■ **Instruções das tarefas**:
[1] As afirmações seguintes concordam com o texto sobre o homem de Somerton? Responda sim ou não a cada uma e cite as palavras do texto que o decidem. (a) O corpo foi encontrado numa praia de Adelaide. (b) A Polícia do Sul da Austrália confirmou as descobertas de Abbott. (c) Carl Webb nasceu em Melbourne em 1905.
[2] Conte as linhas da listagem que contêm a palavra "open" e indique apenas esse número.

■ **Texto selecionado**:
========
O mistério do homem de Somerton começou na madrugada de 1 de dezembro de 1948, quando uns banhistas encontraram um corpo na praia de Somerton, em Adelaide. Na altura, as impressões digitais e a fotografia do homem foram enviadas para todo o mundo, mas a sua identidade não foi descoberta
Um professor que dedicou décadas a resolver um dos mistérios mais duradouros da Austrália afirma ter descoberto a identidade do homem de Somerton.
Derek Abbott, da Universidade de Adelaide, diz que o corpo de um homem encontrado numa das praias da cidade, em 1948, pertencia a Carl "Charles" Webb, um engenheiro eletrotécnico e fabricante de instrumentos, nascido em Melbourne em 1905.
A Polícia e o Departamento Forense do Sul da Austrália (SA) não confirmaram as descobertas de Abbott, que trabalhou com a conceituada genealogista americana Colleen Fitzpatrick para identificar Webb como o homem de Somerton.
O Departamento Forense SA recusou-se a comentar e remeteu a CNN para a Polícia SA, que disse que não houve atualizações e que a polícia iria fazer mais comentários "quando os resultados dos testes fossem recebidos".
Através da sequenciação de ADN, Abbott diz que, juntamente com Fitzpatrick, foram capazes de localizar a peça final de um puzzle que cativou historiadores, detetives amadores e teóricos da conspiração por mais de 70 anos.
========
■ **Excertos da listagem**:

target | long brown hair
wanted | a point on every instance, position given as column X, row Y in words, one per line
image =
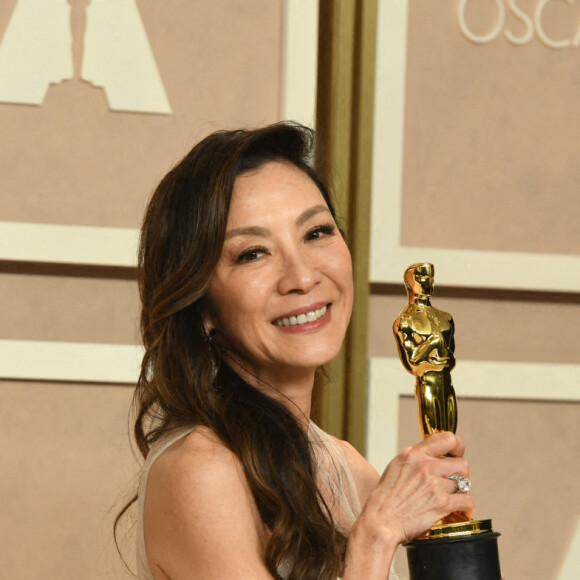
column 185, row 379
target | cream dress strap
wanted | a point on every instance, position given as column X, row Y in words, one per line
column 333, row 477
column 143, row 570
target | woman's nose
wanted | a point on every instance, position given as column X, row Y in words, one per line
column 298, row 274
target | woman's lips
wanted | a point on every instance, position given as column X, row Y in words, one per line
column 307, row 319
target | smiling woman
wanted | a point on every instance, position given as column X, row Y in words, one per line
column 246, row 290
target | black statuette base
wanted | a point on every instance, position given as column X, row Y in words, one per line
column 473, row 557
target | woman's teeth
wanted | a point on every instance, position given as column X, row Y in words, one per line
column 302, row 318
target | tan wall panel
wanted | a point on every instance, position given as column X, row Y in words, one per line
column 70, row 309
column 500, row 330
column 72, row 161
column 491, row 147
column 521, row 479
column 66, row 467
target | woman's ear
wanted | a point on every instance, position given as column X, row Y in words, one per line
column 207, row 317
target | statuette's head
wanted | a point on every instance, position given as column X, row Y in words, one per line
column 419, row 280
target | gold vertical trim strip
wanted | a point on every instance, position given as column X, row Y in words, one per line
column 345, row 100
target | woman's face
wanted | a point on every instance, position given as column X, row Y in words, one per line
column 281, row 294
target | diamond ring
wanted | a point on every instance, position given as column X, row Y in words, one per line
column 463, row 483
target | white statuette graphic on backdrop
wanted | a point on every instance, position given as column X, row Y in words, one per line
column 38, row 49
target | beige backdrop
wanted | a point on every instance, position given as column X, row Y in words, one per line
column 489, row 150
column 66, row 463
column 489, row 171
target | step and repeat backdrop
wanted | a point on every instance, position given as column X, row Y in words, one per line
column 476, row 170
column 98, row 100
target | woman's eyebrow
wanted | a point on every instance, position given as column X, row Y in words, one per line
column 265, row 232
column 249, row 231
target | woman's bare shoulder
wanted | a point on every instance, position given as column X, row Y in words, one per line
column 364, row 474
column 200, row 519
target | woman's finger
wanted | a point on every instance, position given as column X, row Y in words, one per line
column 444, row 443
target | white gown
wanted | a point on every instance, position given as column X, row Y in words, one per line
column 334, row 480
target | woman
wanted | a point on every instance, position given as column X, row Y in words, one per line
column 246, row 289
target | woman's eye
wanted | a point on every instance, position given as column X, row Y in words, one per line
column 321, row 231
column 250, row 255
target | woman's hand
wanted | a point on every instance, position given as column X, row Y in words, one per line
column 412, row 495
column 414, row 492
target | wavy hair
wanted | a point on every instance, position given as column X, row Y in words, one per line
column 185, row 379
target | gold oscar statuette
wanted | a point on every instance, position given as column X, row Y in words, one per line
column 426, row 345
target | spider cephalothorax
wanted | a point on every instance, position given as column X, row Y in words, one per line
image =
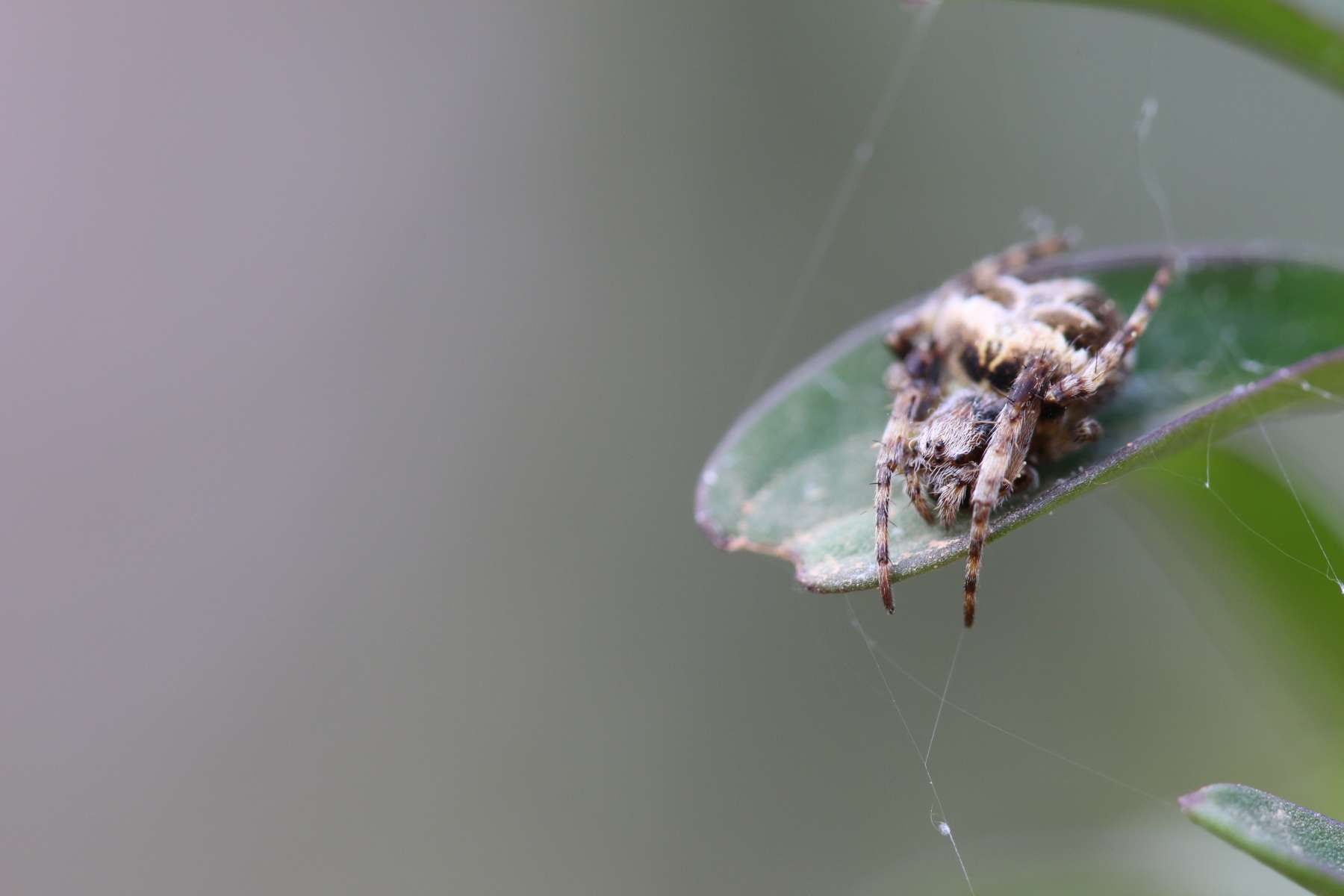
column 994, row 376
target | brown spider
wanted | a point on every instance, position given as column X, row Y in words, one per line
column 994, row 376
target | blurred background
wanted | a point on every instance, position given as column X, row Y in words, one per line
column 359, row 361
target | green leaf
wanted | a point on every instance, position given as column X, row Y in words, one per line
column 793, row 476
column 1297, row 842
column 1292, row 33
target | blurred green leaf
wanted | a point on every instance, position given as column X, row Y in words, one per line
column 793, row 476
column 1297, row 842
column 1292, row 33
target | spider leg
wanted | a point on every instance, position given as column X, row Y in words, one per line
column 1093, row 375
column 983, row 273
column 913, row 398
column 1001, row 465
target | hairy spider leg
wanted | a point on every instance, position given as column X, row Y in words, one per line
column 1095, row 374
column 1001, row 465
column 913, row 398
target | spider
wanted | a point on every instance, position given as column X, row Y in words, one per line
column 994, row 376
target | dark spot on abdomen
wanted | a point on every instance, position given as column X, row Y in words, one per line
column 1001, row 378
column 971, row 364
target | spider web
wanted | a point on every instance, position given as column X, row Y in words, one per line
column 1036, row 220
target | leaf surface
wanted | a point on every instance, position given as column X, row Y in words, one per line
column 1246, row 331
column 1297, row 842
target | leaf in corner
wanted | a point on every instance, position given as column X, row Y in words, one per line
column 1303, row 845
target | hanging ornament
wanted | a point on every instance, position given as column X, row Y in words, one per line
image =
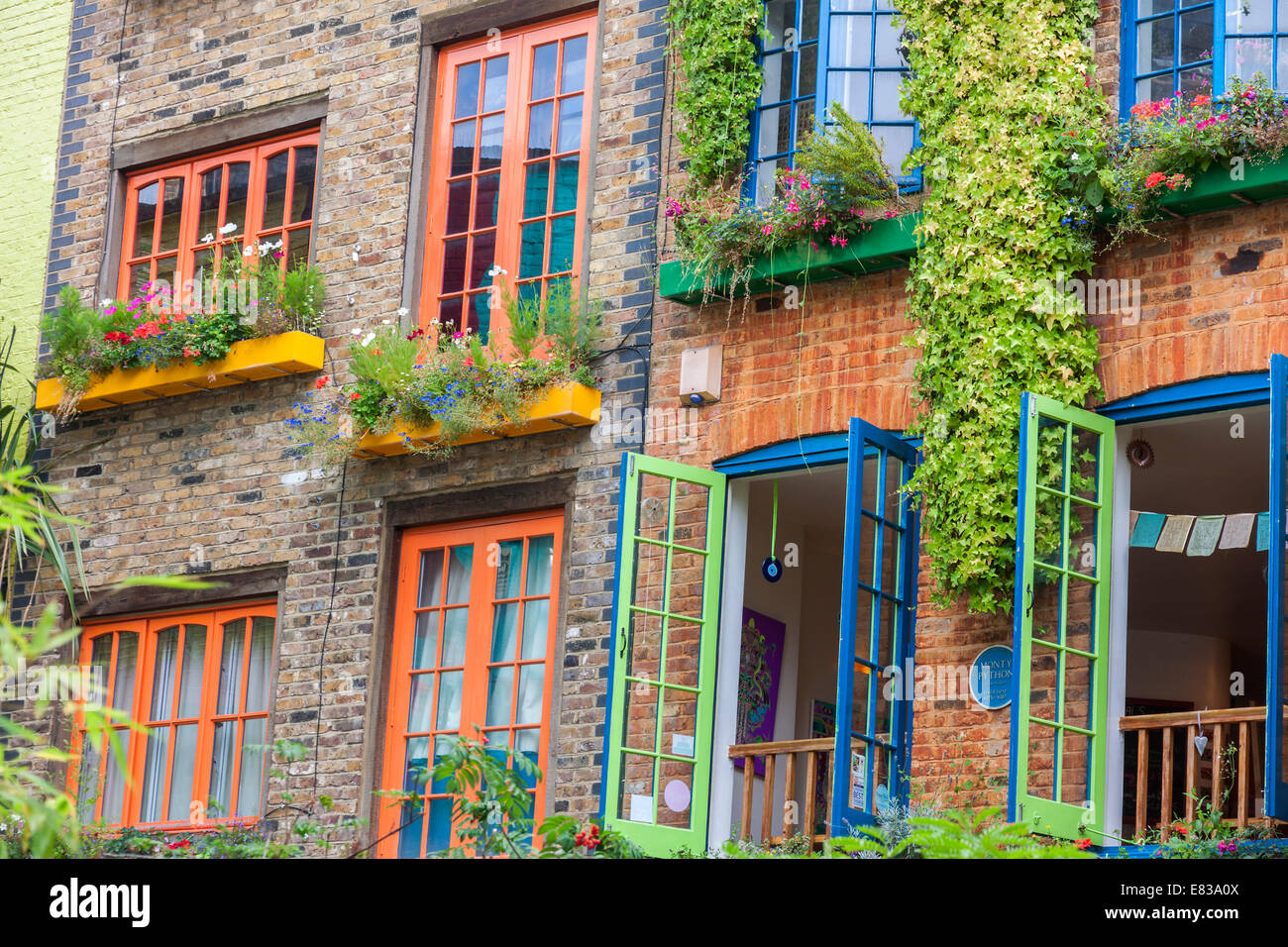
column 1140, row 453
column 772, row 569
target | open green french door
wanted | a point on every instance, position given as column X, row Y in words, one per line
column 1061, row 620
column 657, row 772
column 879, row 591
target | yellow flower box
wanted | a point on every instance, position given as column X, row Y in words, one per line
column 252, row 360
column 567, row 406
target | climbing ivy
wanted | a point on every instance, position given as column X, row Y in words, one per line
column 713, row 44
column 1012, row 141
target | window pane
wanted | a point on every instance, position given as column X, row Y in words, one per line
column 146, row 219
column 467, row 90
column 301, row 191
column 574, row 76
column 239, row 185
column 494, row 81
column 231, row 668
column 274, row 191
column 171, row 211
column 544, row 65
column 570, row 124
column 193, row 668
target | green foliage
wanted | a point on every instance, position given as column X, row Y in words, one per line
column 960, row 835
column 1010, row 131
column 712, row 42
column 825, row 201
column 1167, row 141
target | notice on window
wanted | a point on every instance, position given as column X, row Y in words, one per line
column 858, row 780
column 642, row 809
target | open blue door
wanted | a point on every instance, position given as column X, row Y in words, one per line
column 874, row 686
column 1276, row 678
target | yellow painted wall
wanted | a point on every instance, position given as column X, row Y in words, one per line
column 34, row 38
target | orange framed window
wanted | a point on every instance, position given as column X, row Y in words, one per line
column 475, row 633
column 200, row 685
column 180, row 219
column 507, row 170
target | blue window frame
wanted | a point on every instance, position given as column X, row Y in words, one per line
column 819, row 52
column 1192, row 47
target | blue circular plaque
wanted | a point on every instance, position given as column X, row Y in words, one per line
column 991, row 677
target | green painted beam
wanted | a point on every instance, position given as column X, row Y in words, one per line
column 889, row 245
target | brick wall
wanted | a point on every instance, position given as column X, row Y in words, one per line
column 210, row 483
column 33, row 59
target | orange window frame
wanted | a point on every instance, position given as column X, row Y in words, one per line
column 478, row 663
column 175, row 260
column 205, row 715
column 527, row 112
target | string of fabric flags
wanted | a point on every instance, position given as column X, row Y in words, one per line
column 1170, row 532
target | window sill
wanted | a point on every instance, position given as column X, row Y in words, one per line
column 252, row 360
column 567, row 406
column 889, row 245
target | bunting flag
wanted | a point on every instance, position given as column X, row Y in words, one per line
column 1194, row 535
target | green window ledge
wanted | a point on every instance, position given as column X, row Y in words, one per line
column 892, row 244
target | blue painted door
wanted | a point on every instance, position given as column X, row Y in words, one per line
column 1276, row 678
column 874, row 688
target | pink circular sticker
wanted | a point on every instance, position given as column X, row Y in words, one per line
column 677, row 796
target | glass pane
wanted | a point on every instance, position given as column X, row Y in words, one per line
column 193, row 669
column 231, row 668
column 570, row 124
column 463, row 147
column 239, row 187
column 222, row 768
column 252, row 775
column 163, row 673
column 1154, row 42
column 274, row 192
column 301, row 191
column 455, row 626
column 170, row 214
column 181, row 774
column 574, row 75
column 567, row 172
column 563, row 231
column 487, row 198
column 430, row 579
column 493, row 84
column 467, row 90
column 536, row 628
column 261, row 664
column 490, row 142
column 500, row 693
column 541, row 119
column 536, row 187
column 146, row 219
column 449, row 716
column 544, row 67
column 127, row 659
column 531, row 693
column 505, row 631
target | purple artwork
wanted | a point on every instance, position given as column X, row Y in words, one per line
column 759, row 671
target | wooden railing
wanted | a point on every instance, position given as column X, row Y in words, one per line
column 1244, row 727
column 814, row 753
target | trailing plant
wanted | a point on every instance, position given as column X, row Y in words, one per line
column 713, row 46
column 248, row 296
column 1166, row 142
column 1012, row 142
column 825, row 201
column 452, row 377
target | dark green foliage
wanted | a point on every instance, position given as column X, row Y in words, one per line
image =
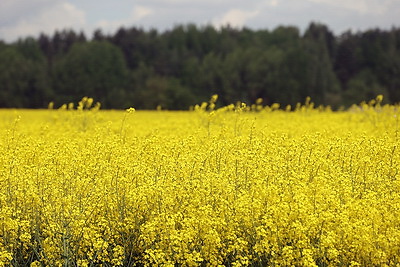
column 186, row 65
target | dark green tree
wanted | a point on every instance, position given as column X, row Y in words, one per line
column 95, row 69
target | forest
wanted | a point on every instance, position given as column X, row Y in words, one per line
column 178, row 68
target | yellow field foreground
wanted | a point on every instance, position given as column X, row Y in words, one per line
column 235, row 186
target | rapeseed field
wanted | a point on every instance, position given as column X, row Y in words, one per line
column 234, row 186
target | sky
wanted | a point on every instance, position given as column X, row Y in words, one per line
column 22, row 18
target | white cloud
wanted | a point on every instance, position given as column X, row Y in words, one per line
column 138, row 13
column 60, row 15
column 235, row 18
column 360, row 6
column 273, row 3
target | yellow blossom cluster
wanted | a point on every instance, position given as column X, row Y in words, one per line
column 234, row 186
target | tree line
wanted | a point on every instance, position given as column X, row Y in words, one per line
column 183, row 66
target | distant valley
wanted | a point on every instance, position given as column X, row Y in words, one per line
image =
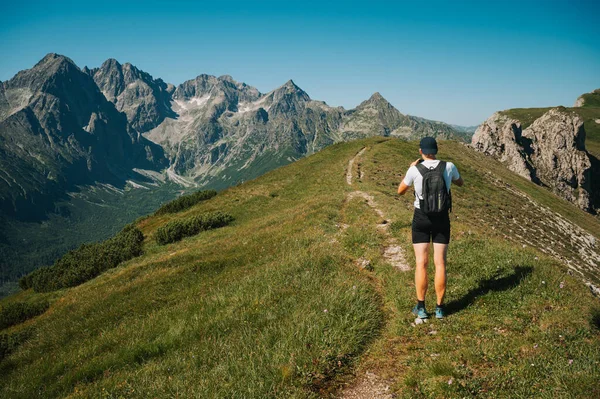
column 84, row 151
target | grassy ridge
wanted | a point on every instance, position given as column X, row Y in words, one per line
column 263, row 307
column 513, row 330
column 272, row 305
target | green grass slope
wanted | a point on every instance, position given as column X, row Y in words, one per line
column 273, row 305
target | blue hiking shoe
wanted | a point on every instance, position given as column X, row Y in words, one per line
column 439, row 312
column 421, row 313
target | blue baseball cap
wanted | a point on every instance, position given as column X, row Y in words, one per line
column 428, row 145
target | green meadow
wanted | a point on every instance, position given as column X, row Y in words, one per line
column 273, row 304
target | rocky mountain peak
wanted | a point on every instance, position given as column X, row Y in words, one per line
column 290, row 92
column 550, row 152
column 53, row 59
column 376, row 101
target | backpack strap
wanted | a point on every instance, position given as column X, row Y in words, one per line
column 422, row 169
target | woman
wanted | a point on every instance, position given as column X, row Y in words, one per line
column 429, row 228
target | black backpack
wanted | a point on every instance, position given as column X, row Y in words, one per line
column 436, row 197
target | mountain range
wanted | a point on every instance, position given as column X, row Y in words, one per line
column 95, row 134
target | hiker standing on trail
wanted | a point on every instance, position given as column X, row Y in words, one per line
column 431, row 221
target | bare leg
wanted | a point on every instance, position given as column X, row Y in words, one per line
column 422, row 258
column 439, row 258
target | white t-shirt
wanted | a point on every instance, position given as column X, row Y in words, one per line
column 414, row 176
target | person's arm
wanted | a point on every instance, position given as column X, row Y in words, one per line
column 408, row 180
column 456, row 179
column 403, row 188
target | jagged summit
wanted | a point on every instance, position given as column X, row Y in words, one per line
column 288, row 91
column 53, row 58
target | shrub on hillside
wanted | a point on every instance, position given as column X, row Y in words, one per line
column 86, row 262
column 185, row 202
column 178, row 229
column 9, row 342
column 18, row 312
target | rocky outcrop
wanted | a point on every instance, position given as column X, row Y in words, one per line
column 555, row 144
column 500, row 137
column 61, row 126
column 57, row 131
column 550, row 152
column 146, row 101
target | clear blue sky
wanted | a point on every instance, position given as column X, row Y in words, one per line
column 452, row 61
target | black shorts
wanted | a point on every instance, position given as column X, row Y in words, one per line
column 427, row 228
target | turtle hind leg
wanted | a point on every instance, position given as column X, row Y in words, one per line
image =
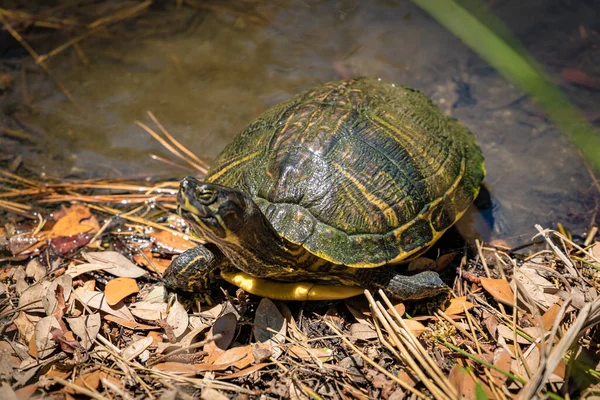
========
■ **Respostas por tarefa**:
[1]
(a) Sim: "encontraram um corpo na praia de Somerton, em Adelaide".
(b) Não: "A Polícia e o Departamento Forense do Sul da Austrália (SA) não confirmaram as descobertas de Abbott".
(c) Sim: "nascido em Melbourne em 1905".

[2] 2